Given records
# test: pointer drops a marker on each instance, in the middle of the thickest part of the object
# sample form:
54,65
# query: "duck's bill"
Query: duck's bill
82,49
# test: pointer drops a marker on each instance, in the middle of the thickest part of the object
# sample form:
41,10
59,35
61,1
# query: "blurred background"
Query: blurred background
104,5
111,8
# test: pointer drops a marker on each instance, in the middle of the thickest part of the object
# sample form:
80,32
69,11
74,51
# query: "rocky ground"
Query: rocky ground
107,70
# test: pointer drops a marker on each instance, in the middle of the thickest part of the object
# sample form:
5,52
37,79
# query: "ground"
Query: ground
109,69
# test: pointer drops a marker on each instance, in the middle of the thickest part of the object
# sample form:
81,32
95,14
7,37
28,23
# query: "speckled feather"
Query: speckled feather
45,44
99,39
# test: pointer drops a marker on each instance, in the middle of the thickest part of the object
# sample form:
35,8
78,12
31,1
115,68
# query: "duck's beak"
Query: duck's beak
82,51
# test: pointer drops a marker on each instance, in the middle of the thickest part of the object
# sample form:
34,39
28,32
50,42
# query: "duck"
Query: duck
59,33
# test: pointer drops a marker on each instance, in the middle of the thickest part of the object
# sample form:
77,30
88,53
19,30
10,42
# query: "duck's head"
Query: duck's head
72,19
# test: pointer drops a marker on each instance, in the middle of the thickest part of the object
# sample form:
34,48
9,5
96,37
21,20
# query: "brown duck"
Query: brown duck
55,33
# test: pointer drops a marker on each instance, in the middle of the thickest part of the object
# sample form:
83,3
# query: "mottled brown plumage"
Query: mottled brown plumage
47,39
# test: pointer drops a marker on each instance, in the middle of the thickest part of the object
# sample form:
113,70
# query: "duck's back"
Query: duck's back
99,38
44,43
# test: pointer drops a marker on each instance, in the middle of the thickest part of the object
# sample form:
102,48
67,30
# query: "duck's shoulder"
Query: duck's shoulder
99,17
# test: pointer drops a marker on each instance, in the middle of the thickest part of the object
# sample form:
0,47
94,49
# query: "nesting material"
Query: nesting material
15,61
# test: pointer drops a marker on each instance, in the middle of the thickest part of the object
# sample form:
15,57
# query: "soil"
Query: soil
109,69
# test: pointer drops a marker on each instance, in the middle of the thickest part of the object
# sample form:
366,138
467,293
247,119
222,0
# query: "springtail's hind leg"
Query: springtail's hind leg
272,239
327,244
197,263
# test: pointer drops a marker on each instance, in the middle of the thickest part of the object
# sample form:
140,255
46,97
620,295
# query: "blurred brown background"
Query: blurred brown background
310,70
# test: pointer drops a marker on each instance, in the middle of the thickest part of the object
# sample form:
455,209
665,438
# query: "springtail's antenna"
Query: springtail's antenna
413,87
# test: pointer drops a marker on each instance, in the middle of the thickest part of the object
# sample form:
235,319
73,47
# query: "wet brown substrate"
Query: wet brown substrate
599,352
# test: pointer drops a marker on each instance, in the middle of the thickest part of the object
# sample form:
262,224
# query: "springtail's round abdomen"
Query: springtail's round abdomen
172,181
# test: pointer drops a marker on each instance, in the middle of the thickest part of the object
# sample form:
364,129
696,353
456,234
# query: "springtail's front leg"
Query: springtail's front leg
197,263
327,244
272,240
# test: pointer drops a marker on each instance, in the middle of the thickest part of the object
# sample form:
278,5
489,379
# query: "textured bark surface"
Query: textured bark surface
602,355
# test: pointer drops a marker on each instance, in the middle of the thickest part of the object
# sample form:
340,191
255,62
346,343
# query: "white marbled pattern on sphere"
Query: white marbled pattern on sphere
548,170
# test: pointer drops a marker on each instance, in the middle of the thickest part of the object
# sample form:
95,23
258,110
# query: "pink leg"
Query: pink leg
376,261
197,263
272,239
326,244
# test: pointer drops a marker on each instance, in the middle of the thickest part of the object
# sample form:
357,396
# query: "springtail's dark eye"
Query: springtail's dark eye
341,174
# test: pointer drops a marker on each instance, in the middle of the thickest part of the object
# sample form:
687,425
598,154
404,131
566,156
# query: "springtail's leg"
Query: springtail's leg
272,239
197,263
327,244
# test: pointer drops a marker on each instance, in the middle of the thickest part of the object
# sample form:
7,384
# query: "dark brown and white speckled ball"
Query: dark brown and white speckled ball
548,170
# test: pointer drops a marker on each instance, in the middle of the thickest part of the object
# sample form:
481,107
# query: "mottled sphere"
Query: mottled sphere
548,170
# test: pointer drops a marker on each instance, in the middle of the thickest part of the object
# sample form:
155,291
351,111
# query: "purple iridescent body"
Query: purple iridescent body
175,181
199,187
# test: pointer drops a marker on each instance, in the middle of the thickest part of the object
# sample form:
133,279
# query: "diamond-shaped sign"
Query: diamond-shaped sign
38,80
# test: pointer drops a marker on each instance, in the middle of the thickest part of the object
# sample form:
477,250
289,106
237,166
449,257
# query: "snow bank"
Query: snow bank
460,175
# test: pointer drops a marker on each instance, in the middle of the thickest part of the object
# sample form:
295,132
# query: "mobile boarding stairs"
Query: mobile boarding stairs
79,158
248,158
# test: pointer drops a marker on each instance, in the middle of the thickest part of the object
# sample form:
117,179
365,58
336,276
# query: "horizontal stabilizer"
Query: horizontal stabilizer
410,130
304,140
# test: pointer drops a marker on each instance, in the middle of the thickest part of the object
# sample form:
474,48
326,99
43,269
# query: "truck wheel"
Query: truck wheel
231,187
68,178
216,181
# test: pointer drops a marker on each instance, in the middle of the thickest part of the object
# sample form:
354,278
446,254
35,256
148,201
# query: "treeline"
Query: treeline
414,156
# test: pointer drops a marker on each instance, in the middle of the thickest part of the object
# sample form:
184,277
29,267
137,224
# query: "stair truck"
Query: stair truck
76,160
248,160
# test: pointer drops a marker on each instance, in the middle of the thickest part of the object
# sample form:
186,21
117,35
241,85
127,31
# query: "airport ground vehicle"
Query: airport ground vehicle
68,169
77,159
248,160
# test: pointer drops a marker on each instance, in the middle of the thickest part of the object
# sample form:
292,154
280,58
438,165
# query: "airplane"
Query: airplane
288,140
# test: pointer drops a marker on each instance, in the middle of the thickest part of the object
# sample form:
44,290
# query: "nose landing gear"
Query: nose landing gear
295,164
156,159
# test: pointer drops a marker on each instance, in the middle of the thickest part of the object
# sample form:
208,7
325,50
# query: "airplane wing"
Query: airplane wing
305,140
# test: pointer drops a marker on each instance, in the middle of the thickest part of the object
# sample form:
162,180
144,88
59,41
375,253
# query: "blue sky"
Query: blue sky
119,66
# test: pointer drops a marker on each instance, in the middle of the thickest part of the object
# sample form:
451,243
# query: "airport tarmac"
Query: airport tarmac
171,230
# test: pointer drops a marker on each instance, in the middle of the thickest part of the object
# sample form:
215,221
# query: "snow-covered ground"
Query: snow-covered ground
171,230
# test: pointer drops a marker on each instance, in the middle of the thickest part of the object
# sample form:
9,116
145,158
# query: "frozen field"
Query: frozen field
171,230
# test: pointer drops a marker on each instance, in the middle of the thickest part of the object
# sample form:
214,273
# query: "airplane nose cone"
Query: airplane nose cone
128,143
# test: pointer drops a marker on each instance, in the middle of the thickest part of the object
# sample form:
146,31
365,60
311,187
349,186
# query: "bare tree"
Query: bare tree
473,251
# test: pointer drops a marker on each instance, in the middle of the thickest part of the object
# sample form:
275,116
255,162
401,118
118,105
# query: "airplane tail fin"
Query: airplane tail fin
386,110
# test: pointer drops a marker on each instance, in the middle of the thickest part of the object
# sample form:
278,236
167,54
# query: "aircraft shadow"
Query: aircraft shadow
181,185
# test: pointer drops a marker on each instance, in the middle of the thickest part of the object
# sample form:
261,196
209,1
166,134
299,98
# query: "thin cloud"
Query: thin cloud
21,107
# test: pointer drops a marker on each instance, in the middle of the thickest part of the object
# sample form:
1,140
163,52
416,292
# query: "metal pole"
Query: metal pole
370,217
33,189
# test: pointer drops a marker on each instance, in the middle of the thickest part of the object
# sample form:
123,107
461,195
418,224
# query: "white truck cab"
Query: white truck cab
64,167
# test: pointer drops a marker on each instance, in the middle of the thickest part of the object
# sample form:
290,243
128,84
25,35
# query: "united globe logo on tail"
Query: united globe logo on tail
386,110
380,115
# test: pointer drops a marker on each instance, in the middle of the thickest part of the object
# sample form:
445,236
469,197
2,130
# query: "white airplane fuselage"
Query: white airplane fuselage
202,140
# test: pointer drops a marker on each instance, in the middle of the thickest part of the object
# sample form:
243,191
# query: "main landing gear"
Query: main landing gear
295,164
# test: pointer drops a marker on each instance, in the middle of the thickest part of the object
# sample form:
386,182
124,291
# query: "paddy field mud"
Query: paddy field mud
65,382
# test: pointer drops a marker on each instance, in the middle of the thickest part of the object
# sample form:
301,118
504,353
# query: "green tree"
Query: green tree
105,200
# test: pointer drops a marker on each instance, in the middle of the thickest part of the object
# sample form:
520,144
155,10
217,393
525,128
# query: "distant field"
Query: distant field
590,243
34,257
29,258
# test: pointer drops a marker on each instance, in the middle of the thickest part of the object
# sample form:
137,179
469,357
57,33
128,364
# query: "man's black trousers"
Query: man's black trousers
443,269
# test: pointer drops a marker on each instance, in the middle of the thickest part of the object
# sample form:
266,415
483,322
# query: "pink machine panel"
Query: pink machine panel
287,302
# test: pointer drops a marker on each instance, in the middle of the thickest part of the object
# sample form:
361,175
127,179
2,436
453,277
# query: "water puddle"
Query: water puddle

Task objective
Each line holding the word "water" must be pulled from the records.

Written response
# query: "water puddle"
Query: water puddle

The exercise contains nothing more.